▶ **Exercise material**:
# # # # # # #

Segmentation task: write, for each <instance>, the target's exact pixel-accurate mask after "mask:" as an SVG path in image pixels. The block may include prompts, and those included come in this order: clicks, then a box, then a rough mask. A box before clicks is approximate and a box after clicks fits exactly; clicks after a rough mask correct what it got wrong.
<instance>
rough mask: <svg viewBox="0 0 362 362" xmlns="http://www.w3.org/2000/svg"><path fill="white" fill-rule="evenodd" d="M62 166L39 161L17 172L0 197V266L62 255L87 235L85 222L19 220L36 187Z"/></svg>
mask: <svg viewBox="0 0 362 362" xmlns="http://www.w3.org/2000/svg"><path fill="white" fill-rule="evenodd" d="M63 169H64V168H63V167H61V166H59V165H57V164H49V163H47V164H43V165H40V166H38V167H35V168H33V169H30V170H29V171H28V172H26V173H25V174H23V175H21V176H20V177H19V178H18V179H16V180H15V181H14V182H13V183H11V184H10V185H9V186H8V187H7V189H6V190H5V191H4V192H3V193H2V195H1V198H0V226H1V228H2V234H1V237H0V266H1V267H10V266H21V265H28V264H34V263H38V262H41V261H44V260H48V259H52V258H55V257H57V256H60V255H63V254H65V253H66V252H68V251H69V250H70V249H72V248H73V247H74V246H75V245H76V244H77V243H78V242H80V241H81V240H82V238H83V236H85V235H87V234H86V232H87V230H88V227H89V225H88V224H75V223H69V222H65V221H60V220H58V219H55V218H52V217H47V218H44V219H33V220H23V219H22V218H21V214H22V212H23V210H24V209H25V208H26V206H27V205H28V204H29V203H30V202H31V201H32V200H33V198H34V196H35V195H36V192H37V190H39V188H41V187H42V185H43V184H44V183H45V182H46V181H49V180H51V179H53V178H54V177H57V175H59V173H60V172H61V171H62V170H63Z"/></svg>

# # # # # # #

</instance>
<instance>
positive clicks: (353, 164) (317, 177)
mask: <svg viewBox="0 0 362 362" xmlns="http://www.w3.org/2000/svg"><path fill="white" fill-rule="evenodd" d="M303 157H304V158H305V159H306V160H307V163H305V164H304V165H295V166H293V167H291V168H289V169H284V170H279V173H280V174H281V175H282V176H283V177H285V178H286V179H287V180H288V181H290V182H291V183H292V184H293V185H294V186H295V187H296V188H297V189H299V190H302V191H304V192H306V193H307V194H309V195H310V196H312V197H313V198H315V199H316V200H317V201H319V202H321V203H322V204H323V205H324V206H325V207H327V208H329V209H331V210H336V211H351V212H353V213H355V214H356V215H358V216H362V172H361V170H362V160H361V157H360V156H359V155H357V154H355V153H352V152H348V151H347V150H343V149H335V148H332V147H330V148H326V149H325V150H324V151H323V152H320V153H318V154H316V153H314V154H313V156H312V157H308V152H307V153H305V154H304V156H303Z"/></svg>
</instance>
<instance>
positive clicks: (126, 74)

# # # # # # #

▶ **Exercise directions**: Repeat everything in the material from the line containing "Segmentation task: write, for" down to the line containing "rough mask: <svg", both ends included.

▶ **Response box**:
Segmentation task: write, for each <instance>, the target's exact pixel-accurate mask after "mask:" as an SVG path in image pixels. The block may include prompts, and those included come in this order: clicks, then a box, then a rough mask. A box before clicks is approximate and a box after clicks fits exactly; clicks after a rough mask correct what it got wrong.
<instance>
rough mask: <svg viewBox="0 0 362 362" xmlns="http://www.w3.org/2000/svg"><path fill="white" fill-rule="evenodd" d="M62 166L39 161L17 172L0 197V266L62 255L87 235L85 222L19 220L36 187Z"/></svg>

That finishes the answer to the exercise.